** START DATASET CONTENT **

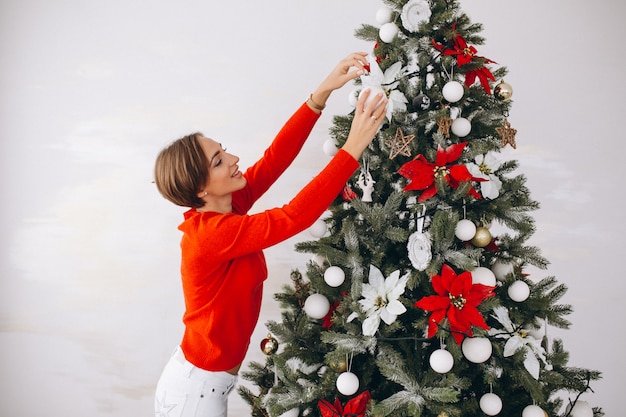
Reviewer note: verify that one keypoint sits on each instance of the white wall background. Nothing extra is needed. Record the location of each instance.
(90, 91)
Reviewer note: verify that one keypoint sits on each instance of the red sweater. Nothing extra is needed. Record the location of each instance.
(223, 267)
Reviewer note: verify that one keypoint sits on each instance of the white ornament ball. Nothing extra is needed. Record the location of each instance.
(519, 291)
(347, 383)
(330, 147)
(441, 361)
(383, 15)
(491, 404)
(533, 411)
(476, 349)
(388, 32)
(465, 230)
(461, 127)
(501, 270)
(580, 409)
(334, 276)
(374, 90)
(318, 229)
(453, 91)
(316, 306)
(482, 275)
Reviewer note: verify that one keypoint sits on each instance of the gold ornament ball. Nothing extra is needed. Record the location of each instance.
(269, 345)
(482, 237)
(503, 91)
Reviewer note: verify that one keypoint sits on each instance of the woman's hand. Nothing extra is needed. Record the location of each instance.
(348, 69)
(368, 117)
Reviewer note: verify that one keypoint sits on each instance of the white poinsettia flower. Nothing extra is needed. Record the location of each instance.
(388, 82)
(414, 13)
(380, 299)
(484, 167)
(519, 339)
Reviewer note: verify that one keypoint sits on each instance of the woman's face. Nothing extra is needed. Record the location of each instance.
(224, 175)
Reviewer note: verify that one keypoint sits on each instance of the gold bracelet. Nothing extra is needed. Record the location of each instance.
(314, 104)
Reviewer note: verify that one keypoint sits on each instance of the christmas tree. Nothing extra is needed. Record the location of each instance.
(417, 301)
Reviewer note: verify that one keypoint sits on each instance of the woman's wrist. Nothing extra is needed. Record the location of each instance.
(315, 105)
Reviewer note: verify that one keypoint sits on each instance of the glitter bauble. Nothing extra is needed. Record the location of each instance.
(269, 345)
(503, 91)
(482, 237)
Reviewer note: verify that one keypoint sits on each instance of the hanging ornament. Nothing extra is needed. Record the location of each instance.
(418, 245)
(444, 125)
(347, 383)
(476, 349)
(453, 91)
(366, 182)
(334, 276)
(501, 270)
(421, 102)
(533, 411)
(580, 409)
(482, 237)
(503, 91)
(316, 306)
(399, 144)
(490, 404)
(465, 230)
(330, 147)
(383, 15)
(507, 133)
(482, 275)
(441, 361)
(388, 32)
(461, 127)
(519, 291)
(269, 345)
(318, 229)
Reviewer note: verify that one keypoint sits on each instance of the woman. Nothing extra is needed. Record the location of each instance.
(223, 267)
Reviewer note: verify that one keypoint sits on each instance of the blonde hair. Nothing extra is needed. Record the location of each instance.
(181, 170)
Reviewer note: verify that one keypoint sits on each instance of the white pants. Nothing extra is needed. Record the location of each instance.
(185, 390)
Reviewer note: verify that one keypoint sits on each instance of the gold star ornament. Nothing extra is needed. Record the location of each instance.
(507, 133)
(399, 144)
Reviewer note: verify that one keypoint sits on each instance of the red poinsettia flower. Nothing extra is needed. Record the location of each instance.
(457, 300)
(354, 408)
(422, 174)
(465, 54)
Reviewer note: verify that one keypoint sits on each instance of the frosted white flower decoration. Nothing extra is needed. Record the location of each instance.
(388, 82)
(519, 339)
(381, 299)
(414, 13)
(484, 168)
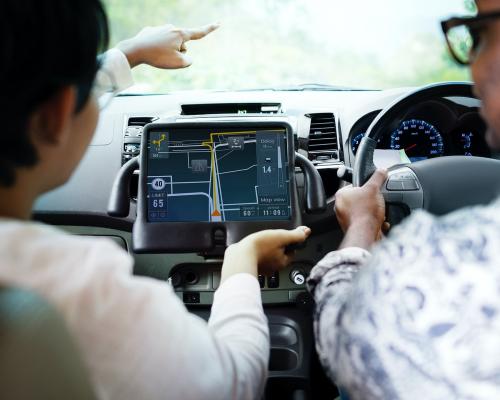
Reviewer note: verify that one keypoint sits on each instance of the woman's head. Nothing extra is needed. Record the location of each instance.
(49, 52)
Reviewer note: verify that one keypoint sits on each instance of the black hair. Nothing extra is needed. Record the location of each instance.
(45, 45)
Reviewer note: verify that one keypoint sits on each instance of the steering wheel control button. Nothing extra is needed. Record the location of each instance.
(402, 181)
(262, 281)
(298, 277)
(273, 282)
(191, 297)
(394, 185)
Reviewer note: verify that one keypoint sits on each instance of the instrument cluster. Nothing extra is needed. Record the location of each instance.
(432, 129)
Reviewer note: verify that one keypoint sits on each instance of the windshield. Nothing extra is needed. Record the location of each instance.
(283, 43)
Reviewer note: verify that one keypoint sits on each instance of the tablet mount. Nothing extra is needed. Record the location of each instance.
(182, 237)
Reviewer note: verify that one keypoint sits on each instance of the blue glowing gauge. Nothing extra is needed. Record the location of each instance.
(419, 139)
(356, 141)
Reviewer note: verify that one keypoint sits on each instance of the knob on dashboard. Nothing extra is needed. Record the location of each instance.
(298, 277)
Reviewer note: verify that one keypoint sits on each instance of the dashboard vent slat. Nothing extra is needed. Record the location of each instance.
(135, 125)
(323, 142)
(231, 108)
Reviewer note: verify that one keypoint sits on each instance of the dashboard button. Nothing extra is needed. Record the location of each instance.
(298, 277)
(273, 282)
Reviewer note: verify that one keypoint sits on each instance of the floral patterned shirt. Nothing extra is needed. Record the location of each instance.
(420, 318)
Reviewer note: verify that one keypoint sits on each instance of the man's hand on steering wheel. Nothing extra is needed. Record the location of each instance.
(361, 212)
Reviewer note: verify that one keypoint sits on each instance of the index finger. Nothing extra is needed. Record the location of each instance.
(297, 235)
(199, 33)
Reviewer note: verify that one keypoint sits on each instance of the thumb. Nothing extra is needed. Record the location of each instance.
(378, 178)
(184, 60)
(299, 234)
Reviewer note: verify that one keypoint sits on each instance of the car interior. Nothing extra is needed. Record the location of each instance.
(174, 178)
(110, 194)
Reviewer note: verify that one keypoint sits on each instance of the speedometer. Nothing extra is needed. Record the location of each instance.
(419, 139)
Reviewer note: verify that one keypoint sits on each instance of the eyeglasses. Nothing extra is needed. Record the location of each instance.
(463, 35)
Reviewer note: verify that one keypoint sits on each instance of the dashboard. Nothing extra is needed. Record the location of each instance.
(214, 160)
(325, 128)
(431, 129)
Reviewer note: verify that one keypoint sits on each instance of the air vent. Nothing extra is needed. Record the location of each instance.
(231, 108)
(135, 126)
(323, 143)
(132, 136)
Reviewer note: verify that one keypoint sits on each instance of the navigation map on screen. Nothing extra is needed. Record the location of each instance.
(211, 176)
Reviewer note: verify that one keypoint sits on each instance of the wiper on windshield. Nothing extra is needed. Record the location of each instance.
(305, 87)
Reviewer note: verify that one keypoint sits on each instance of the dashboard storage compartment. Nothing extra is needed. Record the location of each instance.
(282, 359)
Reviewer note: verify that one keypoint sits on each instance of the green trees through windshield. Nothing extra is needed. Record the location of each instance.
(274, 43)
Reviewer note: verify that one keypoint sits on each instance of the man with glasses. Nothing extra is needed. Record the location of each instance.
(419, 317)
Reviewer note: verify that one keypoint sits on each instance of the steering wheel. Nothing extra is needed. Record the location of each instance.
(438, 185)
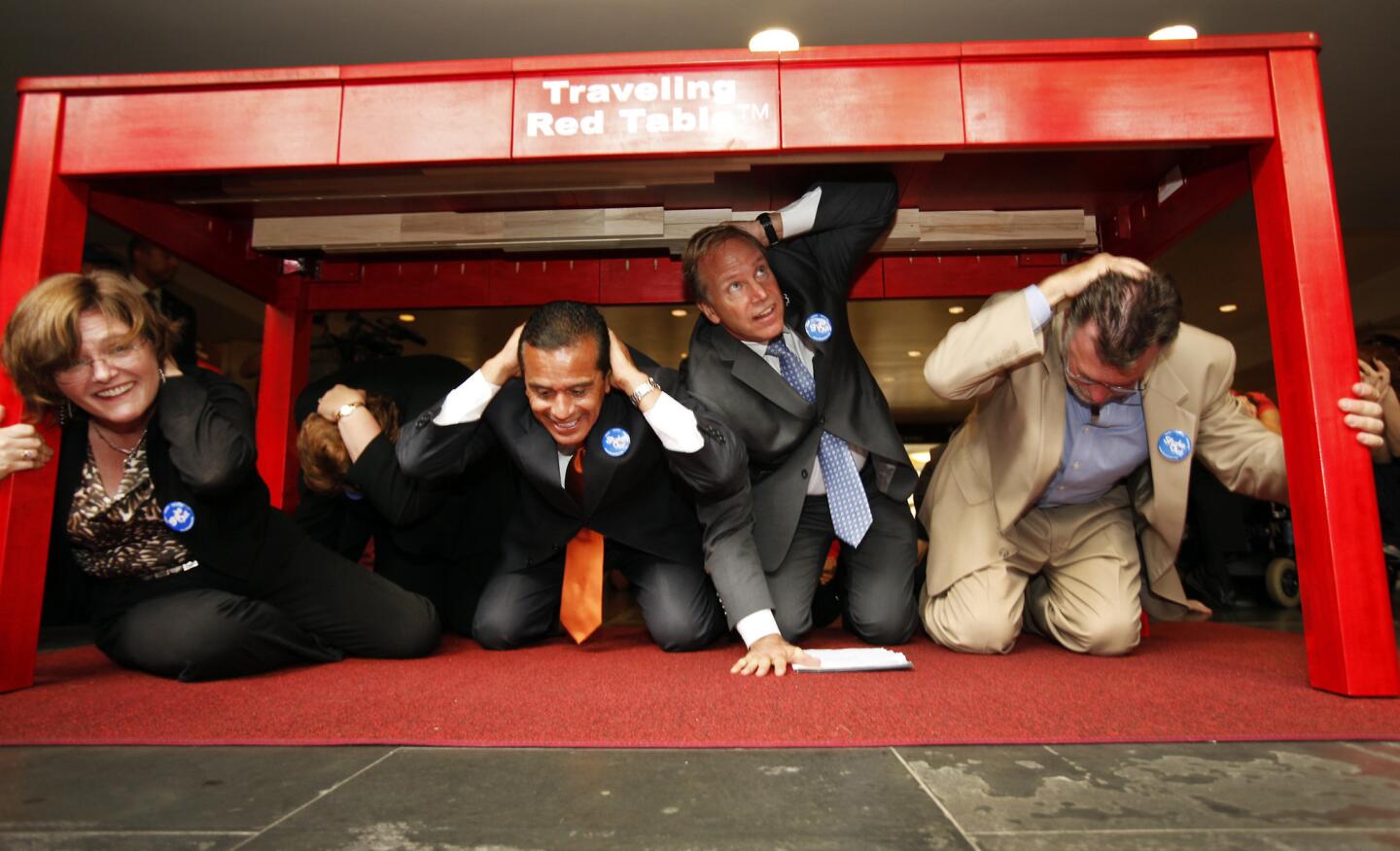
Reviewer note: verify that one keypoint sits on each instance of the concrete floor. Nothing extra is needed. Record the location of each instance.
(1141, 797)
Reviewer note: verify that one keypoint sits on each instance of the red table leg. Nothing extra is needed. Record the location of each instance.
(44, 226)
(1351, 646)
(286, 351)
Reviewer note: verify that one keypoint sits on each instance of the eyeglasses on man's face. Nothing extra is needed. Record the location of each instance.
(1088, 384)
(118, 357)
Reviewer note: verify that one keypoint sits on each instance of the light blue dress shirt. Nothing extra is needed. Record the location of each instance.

** END DATASET CONTENT **

SET PROBLEM:
Reproduce everything from the line containing "the eyeglasses on" down to the last line of the entries, reviewer notes included. Adjust every coordinate value in the answers by -51.

IN RESPONSE:
Reviewer note: verify that one keypoint sits on each instance of the eyeglasses on man's face. Nothing extra is needed. Record the location of each instance.
(1037, 333)
(67, 306)
Reviewer note: verify that one keypoint sits on each instance of the light blue dress shirt. Nothing extra is needed. Record the location of each instance.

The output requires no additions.